> Task statement: Can you convert all the items below into a Markdown table with two columns, Row and Line, numbering each row and leaving out blank lines?

> Record list:
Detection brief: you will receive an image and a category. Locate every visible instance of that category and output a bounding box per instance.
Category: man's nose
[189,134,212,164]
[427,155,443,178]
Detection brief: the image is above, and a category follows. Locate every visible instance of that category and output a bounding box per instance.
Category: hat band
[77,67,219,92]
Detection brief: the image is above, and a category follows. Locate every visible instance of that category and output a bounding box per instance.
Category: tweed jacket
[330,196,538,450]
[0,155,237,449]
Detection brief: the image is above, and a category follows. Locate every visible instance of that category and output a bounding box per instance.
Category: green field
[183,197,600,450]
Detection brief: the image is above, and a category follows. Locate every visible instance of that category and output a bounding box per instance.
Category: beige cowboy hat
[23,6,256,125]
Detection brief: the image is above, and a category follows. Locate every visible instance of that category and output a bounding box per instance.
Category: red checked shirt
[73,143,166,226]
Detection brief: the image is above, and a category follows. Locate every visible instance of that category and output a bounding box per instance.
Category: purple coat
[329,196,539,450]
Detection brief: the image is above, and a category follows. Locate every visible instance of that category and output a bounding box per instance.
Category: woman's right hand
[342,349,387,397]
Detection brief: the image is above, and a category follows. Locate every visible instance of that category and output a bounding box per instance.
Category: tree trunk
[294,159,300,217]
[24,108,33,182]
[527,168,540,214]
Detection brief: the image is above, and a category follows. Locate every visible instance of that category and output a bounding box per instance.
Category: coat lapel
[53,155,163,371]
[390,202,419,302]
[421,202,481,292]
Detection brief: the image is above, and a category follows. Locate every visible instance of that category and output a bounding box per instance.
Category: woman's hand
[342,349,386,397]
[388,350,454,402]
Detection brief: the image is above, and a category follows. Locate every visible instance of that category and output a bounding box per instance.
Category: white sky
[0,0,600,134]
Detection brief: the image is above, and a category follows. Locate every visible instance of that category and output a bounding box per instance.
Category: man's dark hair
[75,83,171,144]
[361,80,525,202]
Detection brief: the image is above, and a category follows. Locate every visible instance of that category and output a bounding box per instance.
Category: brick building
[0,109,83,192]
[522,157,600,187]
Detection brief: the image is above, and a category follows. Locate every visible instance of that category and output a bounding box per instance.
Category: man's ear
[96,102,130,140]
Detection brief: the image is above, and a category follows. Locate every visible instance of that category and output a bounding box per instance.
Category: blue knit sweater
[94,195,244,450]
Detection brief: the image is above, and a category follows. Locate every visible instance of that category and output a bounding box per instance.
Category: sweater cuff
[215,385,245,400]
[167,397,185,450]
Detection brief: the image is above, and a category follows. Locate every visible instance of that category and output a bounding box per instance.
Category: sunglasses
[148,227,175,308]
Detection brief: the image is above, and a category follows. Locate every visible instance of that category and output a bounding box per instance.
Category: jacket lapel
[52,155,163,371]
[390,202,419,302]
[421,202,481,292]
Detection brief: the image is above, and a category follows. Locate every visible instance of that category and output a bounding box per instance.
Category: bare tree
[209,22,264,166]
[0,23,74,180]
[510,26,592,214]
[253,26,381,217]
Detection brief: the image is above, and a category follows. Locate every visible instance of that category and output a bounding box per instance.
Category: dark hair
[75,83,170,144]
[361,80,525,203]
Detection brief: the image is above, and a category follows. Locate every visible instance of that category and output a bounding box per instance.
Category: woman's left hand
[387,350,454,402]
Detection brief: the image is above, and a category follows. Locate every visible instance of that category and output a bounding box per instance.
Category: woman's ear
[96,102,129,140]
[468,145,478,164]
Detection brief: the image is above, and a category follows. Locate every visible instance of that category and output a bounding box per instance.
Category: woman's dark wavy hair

> Complete response:
| Row | Line |
|---|---|
| 1 | Detection brief: you will receive an image and a category. Locate every visible instance of that category and output a bounding box per instance. |
| 2 | Category: man's nose |
| 3 | [189,134,212,164] |
| 4 | [427,155,443,178] |
| 5 | Detection brief: the image is above, and a category follows. Locate every visible instance of that category and output a bounding box per instance. |
| 6 | Category: hat band |
| 7 | [77,67,219,92] |
| 8 | Detection brief: the image is above, and a category follows. Locate every visible instance of that category and output a bounding box per instance. |
| 9 | Category: tweed jacket |
| 10 | [330,196,538,450] |
| 11 | [0,155,237,449] |
| 12 | Detection brief: the image is above, and a category follows. Locate every visible instance of that category and output a bounding box per instance. |
| 13 | Category: green field |
| 14 | [183,197,600,450] |
| 15 | Detection brief: the image is above, and a category follows. Locate every visible instance of that category and output a bounding box per instance. |
| 16 | Category: beige cowboy hat |
| 17 | [23,6,256,125] |
| 18 | Detection brief: the image is above, and a category follows. Locate every visible instance of that category and output a bounding box per instance. |
| 19 | Category: red checked shirt |
| 20 | [73,143,166,226] |
| 21 | Detection brief: the image is above, and a category follows. Locate every visible instance of that category and output a bounding box per instance. |
| 22 | Category: purple coat |
| 23 | [329,196,539,450] |
| 24 | Detection brief: the image is above, and a category follows. Locate every visible instance of that category and output a bounding box per instance. |
| 25 | Category: woman's right hand |
| 26 | [342,349,387,397] |
| 27 | Detection brief: the image is above, and a category follows. Locate every visible instance of that category and output a bounding box per instance. |
| 28 | Category: tree trunk |
| 29 | [294,159,300,217] |
| 30 | [24,108,33,182] |
| 31 | [527,168,540,214] |
| 32 | Detection brief: the image is above, and a category follows. Locate every visible instance of that category and output a bounding box per instance. |
| 33 | Category: coat lapel |
| 34 | [53,155,163,371] |
| 35 | [390,202,419,302] |
| 36 | [421,202,481,292] |
| 37 | Detection brief: the image is above, and a category follows. Locate every visible instance of that category and output a bounding box per instance. |
| 38 | Category: woman's hand |
| 39 | [342,349,386,397] |
| 40 | [388,350,454,402] |
| 41 | Detection brief: the image is above, and a category follows. Locate every visible instance of that category and output a bounding box per instance. |
| 42 | Category: white sky |
| 43 | [0,0,600,134] |
| 44 | Detection brief: the image is above, and a category follows. Locate every visible instance of that category and output a bounding box per instance. |
| 45 | Category: man's dark hair |
| 46 | [75,83,171,144] |
| 47 | [361,80,525,202] |
| 48 | Detection brief: the image is above, and a category follows. Locate every visible instance of that category and output a bounding box per instance. |
| 49 | Category: brick building |
| 50 | [0,109,83,192] |
| 51 | [522,157,600,187] |
| 52 | Detection brief: the image is above, and a category follows. Locate every visible instance of that category and output a bounding box per instance. |
| 53 | Category: man's ear |
| 54 | [96,102,130,140] |
| 55 | Detection brief: the image is above, and a category follows. Locate every visible instance of that category and output a bounding box per instance. |
| 56 | Category: blue knit sweater |
| 57 | [94,195,244,450] |
| 58 | Detection brief: the image is above, and a category follows. Locate every visible instance of that category and output a bounding box per instance. |
| 59 | Category: sweater cuff |
| 60 | [215,385,245,400] |
| 61 | [167,397,185,450] |
| 62 | Detection brief: the image is above, and a category follows. Locate every visible instance of that category and output a bounding box per instance. |
| 63 | Category: sunglasses |
| 64 | [148,227,175,308] |
| 65 | Detection brief: the image is above, and a category follows. Locate every visible instance of that category and output a bounding box per instance. |
| 66 | Category: jacket lapel |
| 67 | [52,155,163,371] |
| 68 | [390,202,419,302] |
| 69 | [421,202,481,292] |
| 70 | Detection brief: the image is above, and a category follows. Locate every visible instance of that category and output a bounding box per instance. |
| 71 | Category: bare tree |
| 72 | [209,22,264,166] |
| 73 | [0,23,74,180] |
| 74 | [510,26,592,214] |
| 75 | [253,26,381,217] |
| 76 | Detection brief: the image is above, and a category follows. Locate every visible instance of that category and output a bounding box per instance. |
| 77 | Category: dark hair |
| 78 | [75,83,170,144] |
| 79 | [361,80,525,203] |
| 80 | Detection brief: the image is above, and a category follows. Locate every visible instance of that category and output a bounding box per instance. |
| 81 | Category: woman's left hand |
| 82 | [387,350,454,402] |
| 83 | Detection brief: the image is above, and a category follows. Locate every visible instance of that category and output a bounding box per instance. |
| 84 | Category: woman's ear |
| 85 | [96,102,129,140] |
| 86 | [468,145,478,164] |
| 87 | Detection brief: the image is above, and a category follows. Locate every visible instance of that category and output a bounding box per instance. |
| 88 | Category: woman's dark wavy hair |